- **Location annotation dataset excerpts**
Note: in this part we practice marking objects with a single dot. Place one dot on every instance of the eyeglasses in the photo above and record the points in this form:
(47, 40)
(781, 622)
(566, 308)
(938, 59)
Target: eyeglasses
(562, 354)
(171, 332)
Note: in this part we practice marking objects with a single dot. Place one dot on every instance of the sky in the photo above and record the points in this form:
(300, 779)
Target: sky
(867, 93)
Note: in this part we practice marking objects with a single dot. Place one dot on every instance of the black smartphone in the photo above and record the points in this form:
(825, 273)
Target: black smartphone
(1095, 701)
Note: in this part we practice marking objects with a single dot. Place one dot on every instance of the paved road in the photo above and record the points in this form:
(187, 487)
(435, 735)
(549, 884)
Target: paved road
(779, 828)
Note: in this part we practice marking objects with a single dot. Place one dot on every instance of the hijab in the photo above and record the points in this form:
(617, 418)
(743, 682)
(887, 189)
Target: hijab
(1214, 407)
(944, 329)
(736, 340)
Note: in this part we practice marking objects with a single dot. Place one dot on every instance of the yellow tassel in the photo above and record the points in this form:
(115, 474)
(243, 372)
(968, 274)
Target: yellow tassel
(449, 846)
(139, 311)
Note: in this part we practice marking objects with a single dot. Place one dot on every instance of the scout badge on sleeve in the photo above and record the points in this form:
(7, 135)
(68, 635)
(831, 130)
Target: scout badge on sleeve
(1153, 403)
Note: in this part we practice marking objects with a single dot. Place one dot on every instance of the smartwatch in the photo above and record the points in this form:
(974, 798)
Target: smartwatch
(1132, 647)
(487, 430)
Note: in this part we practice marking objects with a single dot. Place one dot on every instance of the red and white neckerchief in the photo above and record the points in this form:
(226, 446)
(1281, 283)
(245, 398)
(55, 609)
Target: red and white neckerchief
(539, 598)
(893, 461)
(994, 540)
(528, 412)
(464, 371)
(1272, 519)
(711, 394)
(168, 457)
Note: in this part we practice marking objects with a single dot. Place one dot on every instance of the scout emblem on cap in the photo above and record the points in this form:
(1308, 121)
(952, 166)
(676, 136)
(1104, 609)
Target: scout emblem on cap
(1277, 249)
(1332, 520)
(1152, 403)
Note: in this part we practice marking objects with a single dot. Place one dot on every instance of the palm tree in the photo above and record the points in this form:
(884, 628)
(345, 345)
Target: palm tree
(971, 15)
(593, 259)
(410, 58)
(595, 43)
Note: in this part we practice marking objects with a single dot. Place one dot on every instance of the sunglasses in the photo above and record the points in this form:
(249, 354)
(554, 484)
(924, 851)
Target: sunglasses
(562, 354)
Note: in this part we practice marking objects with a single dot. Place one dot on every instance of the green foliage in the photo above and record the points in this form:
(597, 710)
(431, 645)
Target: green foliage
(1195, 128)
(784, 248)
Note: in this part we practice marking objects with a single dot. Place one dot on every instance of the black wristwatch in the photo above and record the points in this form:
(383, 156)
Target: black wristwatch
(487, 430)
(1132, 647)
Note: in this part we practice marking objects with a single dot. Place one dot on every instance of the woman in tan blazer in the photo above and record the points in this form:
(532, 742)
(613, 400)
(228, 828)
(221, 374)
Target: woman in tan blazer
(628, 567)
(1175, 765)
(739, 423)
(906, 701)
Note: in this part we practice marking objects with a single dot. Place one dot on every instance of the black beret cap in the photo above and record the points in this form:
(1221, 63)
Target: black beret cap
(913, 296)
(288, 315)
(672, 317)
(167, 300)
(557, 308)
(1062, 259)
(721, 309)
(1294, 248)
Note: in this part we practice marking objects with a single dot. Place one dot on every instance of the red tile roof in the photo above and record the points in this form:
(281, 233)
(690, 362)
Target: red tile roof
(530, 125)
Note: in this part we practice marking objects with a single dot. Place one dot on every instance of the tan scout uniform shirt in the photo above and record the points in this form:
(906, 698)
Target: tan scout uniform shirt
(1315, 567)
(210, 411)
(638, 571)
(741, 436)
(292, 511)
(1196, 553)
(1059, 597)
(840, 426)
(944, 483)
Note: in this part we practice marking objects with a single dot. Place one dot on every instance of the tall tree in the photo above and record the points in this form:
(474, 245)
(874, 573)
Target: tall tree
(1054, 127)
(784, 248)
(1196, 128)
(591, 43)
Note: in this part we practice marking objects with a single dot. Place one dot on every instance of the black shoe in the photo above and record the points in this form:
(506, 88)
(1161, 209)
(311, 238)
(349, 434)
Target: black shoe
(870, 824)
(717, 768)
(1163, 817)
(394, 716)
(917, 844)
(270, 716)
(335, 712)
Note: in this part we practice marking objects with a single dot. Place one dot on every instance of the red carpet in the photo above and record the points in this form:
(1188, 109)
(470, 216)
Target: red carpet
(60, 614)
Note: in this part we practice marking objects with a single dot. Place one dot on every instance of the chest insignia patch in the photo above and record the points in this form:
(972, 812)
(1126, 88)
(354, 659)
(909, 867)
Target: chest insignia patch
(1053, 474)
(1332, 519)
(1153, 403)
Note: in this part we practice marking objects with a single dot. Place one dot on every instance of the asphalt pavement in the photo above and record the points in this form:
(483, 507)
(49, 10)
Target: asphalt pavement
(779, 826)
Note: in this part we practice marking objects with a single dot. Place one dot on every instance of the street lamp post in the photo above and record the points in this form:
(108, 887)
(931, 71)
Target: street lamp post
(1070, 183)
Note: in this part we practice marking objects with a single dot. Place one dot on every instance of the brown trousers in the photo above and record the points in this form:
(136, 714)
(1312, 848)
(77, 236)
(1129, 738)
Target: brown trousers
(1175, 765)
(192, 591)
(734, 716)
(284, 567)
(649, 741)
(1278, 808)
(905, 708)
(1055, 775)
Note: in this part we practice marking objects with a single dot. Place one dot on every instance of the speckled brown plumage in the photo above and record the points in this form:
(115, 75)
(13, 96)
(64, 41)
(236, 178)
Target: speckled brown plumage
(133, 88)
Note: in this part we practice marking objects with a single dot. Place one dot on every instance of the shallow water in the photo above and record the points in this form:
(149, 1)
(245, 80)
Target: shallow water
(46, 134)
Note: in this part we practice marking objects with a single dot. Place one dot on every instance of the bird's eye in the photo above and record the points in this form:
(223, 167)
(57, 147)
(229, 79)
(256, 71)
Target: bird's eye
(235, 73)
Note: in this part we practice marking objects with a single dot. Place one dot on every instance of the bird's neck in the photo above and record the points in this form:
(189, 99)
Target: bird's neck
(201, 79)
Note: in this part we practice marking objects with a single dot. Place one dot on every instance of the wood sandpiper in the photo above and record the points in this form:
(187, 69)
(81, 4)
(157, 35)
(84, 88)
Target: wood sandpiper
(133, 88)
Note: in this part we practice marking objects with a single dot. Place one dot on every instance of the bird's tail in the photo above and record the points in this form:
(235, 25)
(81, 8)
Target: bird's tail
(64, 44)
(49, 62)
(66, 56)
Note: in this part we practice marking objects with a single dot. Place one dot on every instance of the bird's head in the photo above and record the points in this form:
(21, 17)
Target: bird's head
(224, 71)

- **EXERCISE INSTRUCTIONS**
Rewrite the full listing above, replacing every occurrence of "single dot" with "single marker" and keeping all other text the same.

- **RESULT FOR THIS EXERCISE**
Note: in this part we practice marking objects with a single marker. Place one dot on every instance of the eyeglasses in the photo above and record the points in this form:
(47, 40)
(781, 622)
(566, 308)
(938, 59)
Target: eyeglasses
(562, 354)
(171, 332)
Note: in this part we practice marking objects with a single marker. Place one dot on every instance of the sky in the photo above and record the points in this form:
(300, 779)
Target: sky
(867, 93)
Note: in this part we practice marking objects with a single marker. Place one dot on every instance of the black smartphone in the photo above and record the points in this form:
(825, 273)
Target: black smartphone
(1095, 701)
Note: in this part we practice marking objects with a single marker. Place one dot on every instance of the paved road in the photo above and record the points in this form:
(187, 487)
(435, 735)
(549, 884)
Target: paved road
(779, 828)
Note: in this part we practice marking objects with a single marker. Place one dot on every instance of the hijab in the photo above and record the points in this form:
(617, 418)
(743, 682)
(887, 189)
Target: hijab
(1214, 407)
(944, 329)
(736, 340)
Note: in this part we practice marking objects with a single marker. Place one dot on every instance of the yellow tassel in the photo above and record the points in this form:
(115, 474)
(243, 372)
(968, 274)
Target: yellow tassel
(449, 846)
(139, 311)
Note: in this part we practice marking objects with a single marker. Place one dot on every instance of the scout badge on sleeve in the photo above and record the points in this form:
(7, 135)
(68, 635)
(831, 130)
Target: scout badge on sleeve
(1153, 403)
Note: in this part we practice marking objects with a single marker. Place one dot on every instance of the smartwatch in the photo above and record the points in this form:
(974, 798)
Target: smartwatch
(1132, 647)
(487, 430)
Note: in this part we practice marking objects with a single marker. Place one dot on every instance of the red and white neckerchief in the photo above and record the points in this form:
(226, 446)
(1281, 283)
(245, 398)
(55, 609)
Target: red and white neckerchief
(539, 598)
(893, 461)
(994, 540)
(528, 412)
(464, 371)
(1272, 519)
(711, 394)
(168, 457)
Note: in this part we practice marking objects with a single marker. Place one dot on every instance of the scout emblem on cap in the photo above and record the points in this form:
(1308, 121)
(952, 166)
(676, 136)
(1104, 609)
Target: scout emblem on cap
(1277, 249)
(1332, 520)
(1152, 403)
Note: in this part we practice marking objects with a single marker. Place one dot on every instance of the palm tree in the photo above and record the points in this form:
(884, 628)
(345, 345)
Target: palm tree
(971, 15)
(593, 259)
(410, 58)
(595, 43)
Note: in this part we practice marking objects with a single marker. Place one dot on every instance of the sunglasses in the photo above and record the points in this form:
(249, 354)
(554, 484)
(924, 851)
Target: sunglasses
(562, 354)
Note: in this part we practice marking objects with a single marker. Place one dot on every instance of the green foliage in the photo above and record the points in this form:
(597, 710)
(431, 645)
Target: green foliage
(1195, 128)
(784, 248)
Note: in this part we practice marking objects with a single marker. Place one dot on every instance of the black wristwatch in the photo above and record the points in this form:
(383, 156)
Target: black wristwatch
(487, 430)
(1132, 647)
Note: in this part we practice marking objects with a single marker. Place one dot on every instance of the woman in tan blazer in the photo above and record the points in this form:
(532, 742)
(613, 400)
(228, 828)
(221, 374)
Target: woman in tan blazer
(628, 567)
(1175, 765)
(739, 423)
(906, 701)
Note: in this part we practice marking objects with a single marker. Place one dot on every instance of the black beret cap in the photo above and record the points in this form:
(1221, 63)
Target: black beret cap
(913, 296)
(288, 315)
(672, 317)
(167, 300)
(557, 308)
(1062, 259)
(721, 309)
(1294, 248)
Note: in this part we practice marking objects with a single marker. Place one dot on every instance of the red tile roof in the photo above and record the points in this form:
(281, 233)
(690, 362)
Target: red tile roof
(530, 125)
Note: in this part we practice marking objects with a single marker. Place one dot on every instance of the tan scout uniform shirt in the photo above and record the points in this form:
(906, 698)
Target: tan scout uniform shirt
(1315, 567)
(210, 411)
(638, 571)
(741, 436)
(292, 511)
(1196, 553)
(1059, 597)
(840, 426)
(944, 483)
Note: in this part we practice marking objects with a single marker. Place one dot on every instance of the tall tree in the photo above and record the points in this form:
(474, 245)
(874, 573)
Target: tall tree
(1054, 127)
(784, 248)
(1196, 128)
(591, 43)
Note: in this part we practice marking objects with a single marker. Place one dot on every instance of the black shoe in the photo above and record the points in this form:
(506, 88)
(1161, 209)
(311, 238)
(349, 434)
Target: black shoe
(870, 824)
(717, 768)
(1163, 817)
(394, 716)
(917, 844)
(270, 716)
(335, 712)
Note: in this part we practice marking objects with a single marker. Place one dot on every instance of the red carpet in the photo above and record the points in this form:
(1188, 109)
(470, 216)
Target: red carpet
(60, 614)
Note: in this part we practice marking objects with a single marker. Place one dot on every instance of the chest insignia patch in the photo above and record the points in this form:
(972, 812)
(1126, 88)
(354, 659)
(909, 867)
Target: chest insignia patch
(1053, 474)
(1332, 519)
(1153, 403)
Note: in this part we practice marking objects with a single marker. Place one dot on every instance of the asphalt pavement in the photo above and record the points in this form:
(483, 507)
(49, 10)
Target: asphalt pavement
(779, 826)
Note: in this part we practice marking objects with a single marker. Place one dot on every instance of the street lamp post in the photo above and record the points in this form:
(108, 887)
(931, 71)
Target: street lamp post
(1070, 183)
Note: in this part we practice marking objects with a single marker. Place one dot on every instance of the brown trousers in the photo above and record the points in this form:
(136, 714)
(1312, 848)
(77, 236)
(1129, 738)
Target: brown trousers
(1175, 765)
(192, 591)
(734, 716)
(284, 567)
(649, 741)
(1278, 808)
(905, 708)
(1055, 775)
Note: in this part we practice marking objects with a single marker. Place one dot on every instance of the speckled brown plumage in the photo above and record the points in this form:
(115, 75)
(13, 96)
(64, 41)
(236, 178)
Target: speckled brown plumage
(133, 88)
Note: in this part we practice marking objects with a single marker. Place one dot on every instance of the shallow water in the photo above and record the points in this form:
(149, 1)
(245, 80)
Target: shallow water
(46, 134)
Note: in this part we practice marking objects with a single marker. Place one dot on every instance of the bird's eye in the photo above and record the points in this form:
(223, 167)
(57, 147)
(229, 79)
(256, 71)
Target: bird's eye
(235, 73)
Note: in this part we practice marking objects with a single marker. Place one dot on every instance of the bird's neck in the photo above and record the points in this form:
(189, 99)
Target: bird's neck
(201, 79)
Note: in this part we practice marking objects with a single marker. Place one dot on every instance of the wood sandpiper in the photo above and record the points in this form:
(187, 69)
(81, 4)
(157, 35)
(84, 88)
Target: wood sandpiper
(133, 88)
Note: in this part we practice marking objects with a single marker. Place one dot on every instance of the bird's tail in the photo above and record the points in this form:
(235, 25)
(81, 8)
Target: bird's tail
(64, 44)
(49, 62)
(66, 56)
Note: in this part we practice marking objects with a single marker. Place one dot on every instance of the bird's head in the photo above and record the points in this form:
(21, 17)
Target: bird's head
(224, 71)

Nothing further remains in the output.